● WHAT TO WORK ON
Restate, word for word, every line of the data.

(Pointing dataset records)
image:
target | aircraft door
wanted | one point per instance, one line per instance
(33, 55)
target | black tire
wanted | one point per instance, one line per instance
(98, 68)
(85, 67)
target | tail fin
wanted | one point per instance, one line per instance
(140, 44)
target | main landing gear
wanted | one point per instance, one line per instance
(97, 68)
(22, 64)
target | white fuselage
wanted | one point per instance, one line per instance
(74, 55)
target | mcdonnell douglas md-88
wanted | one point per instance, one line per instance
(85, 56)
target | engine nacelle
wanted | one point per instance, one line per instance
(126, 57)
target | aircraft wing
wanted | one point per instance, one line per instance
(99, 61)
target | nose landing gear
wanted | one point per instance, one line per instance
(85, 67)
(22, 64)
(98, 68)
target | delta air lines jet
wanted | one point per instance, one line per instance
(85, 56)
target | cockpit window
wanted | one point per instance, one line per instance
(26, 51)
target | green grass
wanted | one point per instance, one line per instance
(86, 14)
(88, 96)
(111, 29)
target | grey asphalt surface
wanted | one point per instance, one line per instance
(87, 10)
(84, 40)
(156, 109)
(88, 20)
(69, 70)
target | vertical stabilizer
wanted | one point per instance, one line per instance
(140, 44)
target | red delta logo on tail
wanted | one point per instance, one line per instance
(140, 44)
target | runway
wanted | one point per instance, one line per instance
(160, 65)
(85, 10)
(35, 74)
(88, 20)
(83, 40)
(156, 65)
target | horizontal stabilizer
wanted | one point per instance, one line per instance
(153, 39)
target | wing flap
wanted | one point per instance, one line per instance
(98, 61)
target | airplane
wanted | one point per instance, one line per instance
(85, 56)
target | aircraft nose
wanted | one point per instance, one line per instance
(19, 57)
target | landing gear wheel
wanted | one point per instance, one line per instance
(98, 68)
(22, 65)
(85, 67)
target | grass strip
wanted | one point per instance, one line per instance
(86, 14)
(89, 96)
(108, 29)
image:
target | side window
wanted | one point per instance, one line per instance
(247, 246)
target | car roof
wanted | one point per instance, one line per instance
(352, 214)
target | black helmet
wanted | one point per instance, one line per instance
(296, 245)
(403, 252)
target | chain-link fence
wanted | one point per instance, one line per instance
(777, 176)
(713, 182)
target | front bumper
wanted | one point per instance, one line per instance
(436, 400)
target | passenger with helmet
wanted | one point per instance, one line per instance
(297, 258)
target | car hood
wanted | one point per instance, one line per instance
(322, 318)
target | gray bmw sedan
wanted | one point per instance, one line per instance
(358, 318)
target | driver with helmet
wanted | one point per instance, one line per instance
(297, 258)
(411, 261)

● EXPECTED ANSWER
image:
target | aircraft door
wanted | one point per instance, one line per instance
(33, 55)
target | black tire
wanted | one point per instance, one line per instance
(98, 68)
(85, 67)
target | tail fin
wanted | one point per instance, one line per instance
(140, 44)
target | main landing gear
wanted | one point per instance, one line per instance
(97, 68)
(22, 64)
target | white fuselage
wanted | one point per instance, one line per instance
(74, 55)
target | mcdonnell douglas md-88
wanted | one point per instance, one line per instance
(85, 56)
target | engine nacelle
wanted | one point per instance, one line per instance
(126, 57)
target | aircraft wing
wanted | one point per instance, one line per instance
(99, 61)
target | nose landing gear
wanted | one point per instance, one line per instance
(85, 67)
(22, 64)
(98, 68)
target | delta air lines jet
wanted | one point per instance, one line per instance
(85, 56)
target | cockpit window
wanted | one point per instance, one line per instance
(26, 51)
target | green grass
wanted | one point per instance, one line per instance
(86, 14)
(88, 96)
(111, 29)
target | grey asphalt surface
wanted | one point per instance, one line per instance
(87, 10)
(84, 40)
(156, 109)
(88, 20)
(69, 70)
target | vertical stabilizer
wanted | one point per instance, one line per instance
(140, 44)
target | red delta logo on tail
wanted | one point per instance, one line per instance
(140, 44)
target | runway
wanted | one point per instance, one line per instance
(160, 65)
(85, 10)
(35, 74)
(88, 20)
(83, 40)
(156, 65)
target | horizontal stabilizer
wanted | one point per instance, one line per instance
(153, 39)
target | wing flap
wanted | one point per instance, one line per instance
(98, 61)
target | airplane
wanted | one point per instance, one line per instance
(85, 56)
target | aircraft nose
wanted | one point per instance, one line per instance
(19, 57)
target | landing gear wheel
wanted | one point per instance, one line per instance
(98, 68)
(22, 65)
(85, 67)
target | grass strip
wanted | one point per instance, one line per instance
(86, 14)
(89, 96)
(108, 29)
image:
target | side window
wanted | one point per instance, one line per instance
(247, 246)
target | car roof
wanted | one point per instance, one line per instance
(352, 214)
target | black helmet
wanted | one point per instance, one line per instance
(296, 245)
(403, 252)
target | chain-link fence
wanted | one point per instance, one line per instance
(777, 176)
(713, 182)
target | front bumper
wanted | one point per instance, one line per instance
(436, 400)
target | passenger with helmet
wanted | one point per instance, one line per instance
(297, 258)
target | car hood
wanted | one point per instance, one line per instance
(322, 318)
target | gray bmw sedan
wanted | one point per instance, one line per instance
(358, 318)
target | driver with helmet
wanted | one point per instance, one line per instance
(297, 258)
(411, 261)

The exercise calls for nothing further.